EXERCISE DIRECTIONS>
Would you retype, word for word, the line with "If you could point to the metal" and every line after it through the end of the records below?
:::
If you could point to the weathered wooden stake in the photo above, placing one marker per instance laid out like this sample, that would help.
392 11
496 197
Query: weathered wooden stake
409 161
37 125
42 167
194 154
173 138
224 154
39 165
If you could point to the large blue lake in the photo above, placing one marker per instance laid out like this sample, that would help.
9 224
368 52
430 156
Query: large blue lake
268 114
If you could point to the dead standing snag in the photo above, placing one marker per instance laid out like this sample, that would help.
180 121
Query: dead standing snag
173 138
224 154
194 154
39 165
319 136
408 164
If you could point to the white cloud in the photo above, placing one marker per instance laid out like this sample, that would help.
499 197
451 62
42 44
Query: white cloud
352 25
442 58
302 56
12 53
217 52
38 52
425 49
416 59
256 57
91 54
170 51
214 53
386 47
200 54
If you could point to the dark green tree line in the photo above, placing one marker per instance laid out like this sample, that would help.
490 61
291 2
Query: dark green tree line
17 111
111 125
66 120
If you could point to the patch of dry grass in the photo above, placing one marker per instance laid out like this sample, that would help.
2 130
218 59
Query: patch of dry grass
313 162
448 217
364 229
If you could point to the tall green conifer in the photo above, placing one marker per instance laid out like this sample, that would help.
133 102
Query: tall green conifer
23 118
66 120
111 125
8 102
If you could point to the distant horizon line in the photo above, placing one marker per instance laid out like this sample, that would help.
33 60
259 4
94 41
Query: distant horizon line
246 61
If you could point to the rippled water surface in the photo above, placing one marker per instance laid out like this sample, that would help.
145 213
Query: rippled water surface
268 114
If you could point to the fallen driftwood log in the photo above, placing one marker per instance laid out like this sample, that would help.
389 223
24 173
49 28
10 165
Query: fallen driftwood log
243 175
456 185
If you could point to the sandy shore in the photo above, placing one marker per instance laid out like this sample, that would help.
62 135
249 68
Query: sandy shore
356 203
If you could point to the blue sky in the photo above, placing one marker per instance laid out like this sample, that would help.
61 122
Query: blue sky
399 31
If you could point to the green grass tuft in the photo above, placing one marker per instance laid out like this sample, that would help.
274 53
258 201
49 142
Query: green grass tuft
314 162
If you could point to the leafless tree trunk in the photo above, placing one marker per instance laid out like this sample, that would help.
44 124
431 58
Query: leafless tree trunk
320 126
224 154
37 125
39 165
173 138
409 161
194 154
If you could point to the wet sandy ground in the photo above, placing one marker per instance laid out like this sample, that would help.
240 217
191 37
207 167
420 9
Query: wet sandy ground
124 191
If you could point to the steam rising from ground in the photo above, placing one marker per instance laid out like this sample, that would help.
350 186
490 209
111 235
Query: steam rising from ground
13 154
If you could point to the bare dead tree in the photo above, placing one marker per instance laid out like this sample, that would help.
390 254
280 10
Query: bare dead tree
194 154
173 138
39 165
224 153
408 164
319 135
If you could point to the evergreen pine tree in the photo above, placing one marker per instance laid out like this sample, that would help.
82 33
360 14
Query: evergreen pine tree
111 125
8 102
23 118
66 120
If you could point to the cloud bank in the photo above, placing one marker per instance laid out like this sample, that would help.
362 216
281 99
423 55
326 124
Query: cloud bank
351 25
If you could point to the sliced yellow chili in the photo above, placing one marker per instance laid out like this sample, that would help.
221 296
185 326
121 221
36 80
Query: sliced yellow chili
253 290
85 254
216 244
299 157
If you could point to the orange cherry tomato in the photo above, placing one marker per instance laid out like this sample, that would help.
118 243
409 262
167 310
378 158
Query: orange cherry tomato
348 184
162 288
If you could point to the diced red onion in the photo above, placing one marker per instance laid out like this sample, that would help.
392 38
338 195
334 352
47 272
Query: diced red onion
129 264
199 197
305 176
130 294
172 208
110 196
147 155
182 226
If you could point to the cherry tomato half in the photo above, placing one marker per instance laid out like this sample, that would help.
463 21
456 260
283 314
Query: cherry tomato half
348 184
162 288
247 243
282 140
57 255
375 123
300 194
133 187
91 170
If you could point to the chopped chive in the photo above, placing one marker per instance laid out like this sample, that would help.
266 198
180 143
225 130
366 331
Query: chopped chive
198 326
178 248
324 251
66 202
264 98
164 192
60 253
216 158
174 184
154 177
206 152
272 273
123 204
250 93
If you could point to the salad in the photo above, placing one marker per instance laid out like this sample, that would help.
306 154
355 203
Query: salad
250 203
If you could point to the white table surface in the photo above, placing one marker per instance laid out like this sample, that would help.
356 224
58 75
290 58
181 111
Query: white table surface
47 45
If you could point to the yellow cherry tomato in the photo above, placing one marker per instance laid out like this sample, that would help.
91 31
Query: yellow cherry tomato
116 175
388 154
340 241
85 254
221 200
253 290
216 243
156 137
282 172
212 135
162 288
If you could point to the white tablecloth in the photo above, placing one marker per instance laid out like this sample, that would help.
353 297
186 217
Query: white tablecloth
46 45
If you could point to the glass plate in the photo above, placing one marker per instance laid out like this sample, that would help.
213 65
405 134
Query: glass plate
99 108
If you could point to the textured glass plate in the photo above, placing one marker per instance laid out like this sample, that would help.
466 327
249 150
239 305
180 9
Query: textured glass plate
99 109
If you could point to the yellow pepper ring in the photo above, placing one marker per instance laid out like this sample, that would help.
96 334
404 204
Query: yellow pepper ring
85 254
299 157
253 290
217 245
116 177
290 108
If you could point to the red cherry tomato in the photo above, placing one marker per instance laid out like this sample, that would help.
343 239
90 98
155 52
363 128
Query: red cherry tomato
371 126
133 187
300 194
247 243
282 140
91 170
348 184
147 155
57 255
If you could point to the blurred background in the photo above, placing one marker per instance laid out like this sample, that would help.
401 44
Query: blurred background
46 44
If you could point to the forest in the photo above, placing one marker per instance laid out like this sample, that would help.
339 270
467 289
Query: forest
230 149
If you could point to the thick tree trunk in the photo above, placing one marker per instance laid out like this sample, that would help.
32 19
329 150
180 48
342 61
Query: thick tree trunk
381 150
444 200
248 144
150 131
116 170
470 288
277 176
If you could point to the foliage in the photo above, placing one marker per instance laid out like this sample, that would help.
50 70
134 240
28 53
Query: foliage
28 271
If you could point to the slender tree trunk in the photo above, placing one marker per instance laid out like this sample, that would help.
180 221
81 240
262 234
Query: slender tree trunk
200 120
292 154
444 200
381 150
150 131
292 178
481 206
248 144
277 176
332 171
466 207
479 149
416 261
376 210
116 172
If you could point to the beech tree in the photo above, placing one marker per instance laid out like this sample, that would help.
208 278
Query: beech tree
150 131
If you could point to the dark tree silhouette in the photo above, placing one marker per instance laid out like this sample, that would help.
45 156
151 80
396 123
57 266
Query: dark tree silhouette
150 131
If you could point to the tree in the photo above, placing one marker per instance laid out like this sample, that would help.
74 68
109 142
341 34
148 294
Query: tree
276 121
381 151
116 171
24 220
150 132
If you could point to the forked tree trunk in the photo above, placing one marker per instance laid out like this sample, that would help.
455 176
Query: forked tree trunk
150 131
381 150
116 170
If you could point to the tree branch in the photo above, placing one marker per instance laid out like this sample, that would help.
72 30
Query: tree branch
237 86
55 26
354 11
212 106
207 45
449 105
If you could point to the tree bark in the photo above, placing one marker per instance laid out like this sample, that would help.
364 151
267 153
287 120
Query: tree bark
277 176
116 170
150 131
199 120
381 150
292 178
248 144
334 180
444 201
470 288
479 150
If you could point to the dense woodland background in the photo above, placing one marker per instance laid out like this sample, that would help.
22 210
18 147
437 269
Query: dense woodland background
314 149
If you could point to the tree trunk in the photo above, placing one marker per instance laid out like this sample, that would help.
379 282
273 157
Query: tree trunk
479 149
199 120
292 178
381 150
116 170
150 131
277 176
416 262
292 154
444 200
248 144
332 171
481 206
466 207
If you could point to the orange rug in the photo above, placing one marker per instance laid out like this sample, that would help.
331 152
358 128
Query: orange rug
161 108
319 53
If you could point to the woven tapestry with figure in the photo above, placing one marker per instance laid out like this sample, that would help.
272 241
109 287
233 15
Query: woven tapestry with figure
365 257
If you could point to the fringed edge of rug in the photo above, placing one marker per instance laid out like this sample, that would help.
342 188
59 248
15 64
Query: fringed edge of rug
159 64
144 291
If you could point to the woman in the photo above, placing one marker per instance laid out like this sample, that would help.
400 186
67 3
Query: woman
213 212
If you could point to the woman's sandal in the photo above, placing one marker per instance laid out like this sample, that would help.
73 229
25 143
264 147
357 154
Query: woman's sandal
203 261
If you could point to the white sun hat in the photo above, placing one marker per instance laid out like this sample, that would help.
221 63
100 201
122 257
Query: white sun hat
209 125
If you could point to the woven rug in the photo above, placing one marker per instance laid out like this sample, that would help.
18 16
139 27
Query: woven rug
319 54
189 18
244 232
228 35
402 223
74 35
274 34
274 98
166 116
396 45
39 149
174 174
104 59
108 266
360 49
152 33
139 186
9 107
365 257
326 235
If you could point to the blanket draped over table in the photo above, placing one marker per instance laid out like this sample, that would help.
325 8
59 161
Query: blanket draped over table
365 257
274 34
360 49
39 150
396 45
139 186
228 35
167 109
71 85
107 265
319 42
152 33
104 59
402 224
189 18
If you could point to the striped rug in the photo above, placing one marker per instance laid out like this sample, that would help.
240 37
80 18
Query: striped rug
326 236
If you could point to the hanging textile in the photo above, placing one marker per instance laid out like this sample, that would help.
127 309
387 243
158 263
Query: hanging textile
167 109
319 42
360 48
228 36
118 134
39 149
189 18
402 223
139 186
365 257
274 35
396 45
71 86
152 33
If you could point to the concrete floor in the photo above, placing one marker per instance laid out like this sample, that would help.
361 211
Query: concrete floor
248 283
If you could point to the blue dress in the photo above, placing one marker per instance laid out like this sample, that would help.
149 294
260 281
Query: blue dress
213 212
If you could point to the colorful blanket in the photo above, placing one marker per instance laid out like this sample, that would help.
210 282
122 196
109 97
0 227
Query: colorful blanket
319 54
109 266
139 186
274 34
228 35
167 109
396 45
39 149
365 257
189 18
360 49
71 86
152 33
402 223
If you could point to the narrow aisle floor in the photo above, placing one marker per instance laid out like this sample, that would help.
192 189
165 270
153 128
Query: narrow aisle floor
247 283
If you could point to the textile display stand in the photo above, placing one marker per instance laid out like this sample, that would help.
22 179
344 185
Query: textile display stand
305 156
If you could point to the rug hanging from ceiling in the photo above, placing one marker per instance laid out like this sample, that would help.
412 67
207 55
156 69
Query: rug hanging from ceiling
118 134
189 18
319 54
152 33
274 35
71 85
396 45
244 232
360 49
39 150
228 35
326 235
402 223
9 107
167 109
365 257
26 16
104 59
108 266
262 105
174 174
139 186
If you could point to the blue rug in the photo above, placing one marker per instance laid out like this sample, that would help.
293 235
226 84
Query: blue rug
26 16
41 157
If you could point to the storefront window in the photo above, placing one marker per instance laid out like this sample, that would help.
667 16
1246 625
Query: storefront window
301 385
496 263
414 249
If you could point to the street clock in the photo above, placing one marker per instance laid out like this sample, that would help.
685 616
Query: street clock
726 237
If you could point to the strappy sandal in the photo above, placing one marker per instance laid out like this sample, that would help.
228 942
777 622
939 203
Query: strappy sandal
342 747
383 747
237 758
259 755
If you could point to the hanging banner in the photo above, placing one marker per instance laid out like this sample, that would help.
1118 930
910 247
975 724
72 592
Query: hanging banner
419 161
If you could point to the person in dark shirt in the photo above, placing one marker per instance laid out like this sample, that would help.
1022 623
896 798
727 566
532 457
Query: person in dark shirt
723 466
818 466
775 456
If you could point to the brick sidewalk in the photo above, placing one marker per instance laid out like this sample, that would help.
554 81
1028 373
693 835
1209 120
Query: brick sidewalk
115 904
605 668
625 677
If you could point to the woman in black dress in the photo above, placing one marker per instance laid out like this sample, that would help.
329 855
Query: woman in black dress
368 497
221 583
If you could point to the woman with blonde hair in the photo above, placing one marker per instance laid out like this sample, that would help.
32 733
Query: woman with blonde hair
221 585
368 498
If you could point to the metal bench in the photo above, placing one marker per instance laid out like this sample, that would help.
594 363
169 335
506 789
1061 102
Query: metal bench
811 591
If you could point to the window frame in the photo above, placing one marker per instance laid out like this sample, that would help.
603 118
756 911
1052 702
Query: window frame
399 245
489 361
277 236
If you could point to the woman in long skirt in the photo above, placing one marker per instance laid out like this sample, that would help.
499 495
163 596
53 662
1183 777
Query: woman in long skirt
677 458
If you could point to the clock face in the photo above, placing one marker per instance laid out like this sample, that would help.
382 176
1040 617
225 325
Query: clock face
:::
THE SOLUTION>
If you could point to the metal bench in the photo above, placing one marker per instance laid out like this sample, that would help.
594 363
169 335
506 789
1061 102
Query: metal bench
811 591
If you could point to the window frame in the photo above, placing one marker per instance laid out like this sample, that would help.
603 118
756 911
1052 702
Query: window frame
399 245
489 361
277 236
If you could point to the woman in long skirt in the photo above, placing one marker per instance laid out like this sample, that would help.
499 495
163 596
53 662
1183 777
Query: woman in long skirt
677 458
If you could point to the clock face in the photo above, placing one marker per instance laid out like this sample, that would help.
382 176
1040 617
225 325
Query: clock face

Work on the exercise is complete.